===== Material for this exercise =====

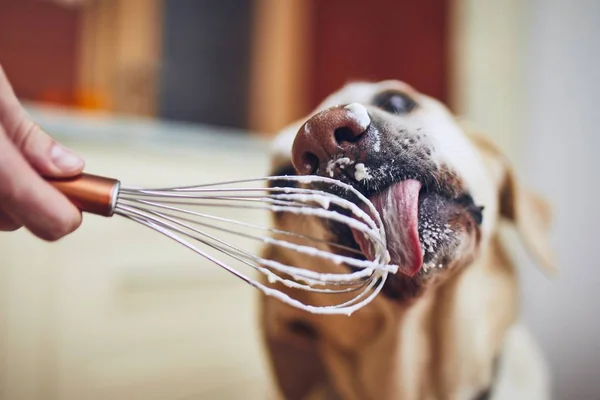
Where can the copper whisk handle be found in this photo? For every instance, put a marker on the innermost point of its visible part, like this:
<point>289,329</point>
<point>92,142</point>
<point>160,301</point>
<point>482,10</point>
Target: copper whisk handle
<point>90,193</point>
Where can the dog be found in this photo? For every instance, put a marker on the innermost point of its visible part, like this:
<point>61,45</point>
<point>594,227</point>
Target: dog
<point>446,325</point>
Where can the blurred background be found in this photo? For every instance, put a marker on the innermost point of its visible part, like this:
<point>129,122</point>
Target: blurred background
<point>160,91</point>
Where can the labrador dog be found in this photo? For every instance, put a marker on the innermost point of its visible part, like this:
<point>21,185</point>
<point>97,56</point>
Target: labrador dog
<point>446,325</point>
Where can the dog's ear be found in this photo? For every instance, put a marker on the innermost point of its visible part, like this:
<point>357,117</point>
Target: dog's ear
<point>532,216</point>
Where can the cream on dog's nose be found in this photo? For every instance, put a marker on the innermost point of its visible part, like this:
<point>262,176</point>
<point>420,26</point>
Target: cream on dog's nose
<point>328,134</point>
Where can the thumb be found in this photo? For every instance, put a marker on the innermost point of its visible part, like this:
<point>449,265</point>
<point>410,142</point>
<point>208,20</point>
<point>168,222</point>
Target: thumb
<point>41,151</point>
<point>45,155</point>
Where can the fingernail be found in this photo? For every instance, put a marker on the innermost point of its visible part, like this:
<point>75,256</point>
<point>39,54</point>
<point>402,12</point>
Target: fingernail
<point>64,159</point>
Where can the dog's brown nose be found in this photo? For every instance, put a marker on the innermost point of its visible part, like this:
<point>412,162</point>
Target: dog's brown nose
<point>327,135</point>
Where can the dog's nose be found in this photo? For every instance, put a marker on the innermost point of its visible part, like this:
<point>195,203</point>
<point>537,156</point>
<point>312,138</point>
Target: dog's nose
<point>328,134</point>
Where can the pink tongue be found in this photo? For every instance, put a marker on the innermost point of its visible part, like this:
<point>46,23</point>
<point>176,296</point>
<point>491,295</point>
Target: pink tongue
<point>399,209</point>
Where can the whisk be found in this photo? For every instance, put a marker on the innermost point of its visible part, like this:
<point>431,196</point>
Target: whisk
<point>180,213</point>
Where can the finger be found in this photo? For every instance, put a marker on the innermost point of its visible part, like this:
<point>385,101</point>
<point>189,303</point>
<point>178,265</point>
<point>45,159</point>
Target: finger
<point>45,155</point>
<point>29,200</point>
<point>7,224</point>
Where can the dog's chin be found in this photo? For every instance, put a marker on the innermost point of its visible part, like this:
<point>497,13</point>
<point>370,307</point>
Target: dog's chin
<point>427,233</point>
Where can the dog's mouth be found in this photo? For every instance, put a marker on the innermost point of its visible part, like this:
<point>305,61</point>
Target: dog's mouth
<point>398,206</point>
<point>420,225</point>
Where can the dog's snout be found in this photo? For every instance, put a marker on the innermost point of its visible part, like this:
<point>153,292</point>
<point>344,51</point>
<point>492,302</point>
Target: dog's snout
<point>327,134</point>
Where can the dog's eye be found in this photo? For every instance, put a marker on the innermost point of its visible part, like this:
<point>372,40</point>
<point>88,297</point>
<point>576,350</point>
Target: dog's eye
<point>394,102</point>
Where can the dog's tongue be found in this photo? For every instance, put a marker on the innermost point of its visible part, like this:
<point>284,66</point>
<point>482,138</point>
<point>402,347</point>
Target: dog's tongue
<point>399,209</point>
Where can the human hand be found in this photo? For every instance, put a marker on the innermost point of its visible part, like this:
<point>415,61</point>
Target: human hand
<point>26,154</point>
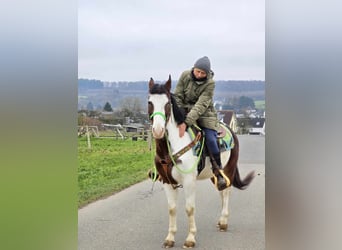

=====

### Task objective
Reproduce all of the entries above verbatim, leaving out the pictures.

### Exercise solution
Where can the copper whisk handle be found in this photo? For every instance, put a marker on the innermost point of its visible part, like this:
<point>289,329</point>
<point>92,142</point>
<point>160,301</point>
<point>482,10</point>
Target: copper whisk handle
<point>90,193</point>
Where can the dog be found in this photo? For every instance, put a marker on the innermost point of its visible part, like this:
<point>61,45</point>
<point>594,227</point>
Target: dog
<point>446,325</point>
Where can the blurred background be found in this photo? For every instance, put a marker on the innermost point of its visible part, like this:
<point>129,122</point>
Target: blurred background
<point>160,91</point>
Where can the labrador dog be found in this photo? For every instance, put a marker on the innermost point of its visible part, like this:
<point>21,185</point>
<point>97,56</point>
Target: labrador dog
<point>446,325</point>
Where can the dog's ear be found in this photo? For every instance, put a marker on the innermost point of its visible part, like this:
<point>357,117</point>
Target: dog's ear
<point>532,216</point>
Where can the cream on dog's nose be found in this photo? For every instance, put a marker on the innermost point of its visible part, like this:
<point>262,176</point>
<point>420,26</point>
Target: cream on dog's nose
<point>328,134</point>
Where can the thumb be found in this photo? For every instance, put a marker on the innermost point of its visible part, like this:
<point>449,265</point>
<point>410,142</point>
<point>208,20</point>
<point>168,222</point>
Target: thumb
<point>41,151</point>
<point>45,155</point>
Where can the fingernail be found in this photo? For every instance, put a marker on the innermost point of its visible part, like this:
<point>75,256</point>
<point>39,54</point>
<point>402,12</point>
Target: fingernail
<point>64,159</point>
Where can the dog's brown nose be found in this photo? For every instance, put a marker on the innermost point of its visible part, like this:
<point>412,162</point>
Target: dog's brown nose
<point>327,135</point>
Where can the dog's nose be found in this photo? For every instance, put a marker on the innermost point of its visible part, like this:
<point>195,203</point>
<point>537,156</point>
<point>312,138</point>
Target: dog's nose
<point>328,134</point>
Where can the pink tongue be found in this photo? For every instance, put a marker on the innermost point of its visible part, like this:
<point>46,23</point>
<point>176,296</point>
<point>491,295</point>
Target: pink tongue
<point>399,209</point>
Where can the whisk be found in this photo? For every instance, put a marker on the innermost point of its visible part, like this:
<point>431,196</point>
Target: whisk
<point>180,213</point>
Where can the finger be found in this photo? For every instance, put a marker on the innermost point of its visible part, like this:
<point>385,101</point>
<point>189,303</point>
<point>178,265</point>
<point>45,159</point>
Target: finger
<point>45,155</point>
<point>29,200</point>
<point>7,224</point>
Where can the dog's chin be found in this photo? For every instance, put a marker on the innermost point of its visible part, like this:
<point>497,13</point>
<point>370,307</point>
Target: dog's chin
<point>427,233</point>
Where can the dog's mouth be found in this photo? For every instance, put a marker on the innermost point of its visible part, like this:
<point>305,61</point>
Target: dog's mouth
<point>398,206</point>
<point>420,225</point>
Where can the dog's snout be found in this photo? For every instance, put a marker on the innermost point of its visible part, like this:
<point>153,292</point>
<point>344,51</point>
<point>492,302</point>
Target: dog's snout
<point>327,134</point>
Where can the dog's eye be found in this photo? For every instance, put a marker on the innermost point of its visible part, like this:
<point>372,40</point>
<point>88,297</point>
<point>576,350</point>
Target: dog's eye
<point>394,102</point>
Where can the dog's tongue be found in this photo? For every instance, put a marker on the innermost point of its visible part, like this:
<point>284,66</point>
<point>482,138</point>
<point>402,347</point>
Target: dog's tongue
<point>399,209</point>
Where can the human hand be found in this photo? For every instance, put a marker on the innermost point of its visible part, like this:
<point>415,61</point>
Target: human hand
<point>26,154</point>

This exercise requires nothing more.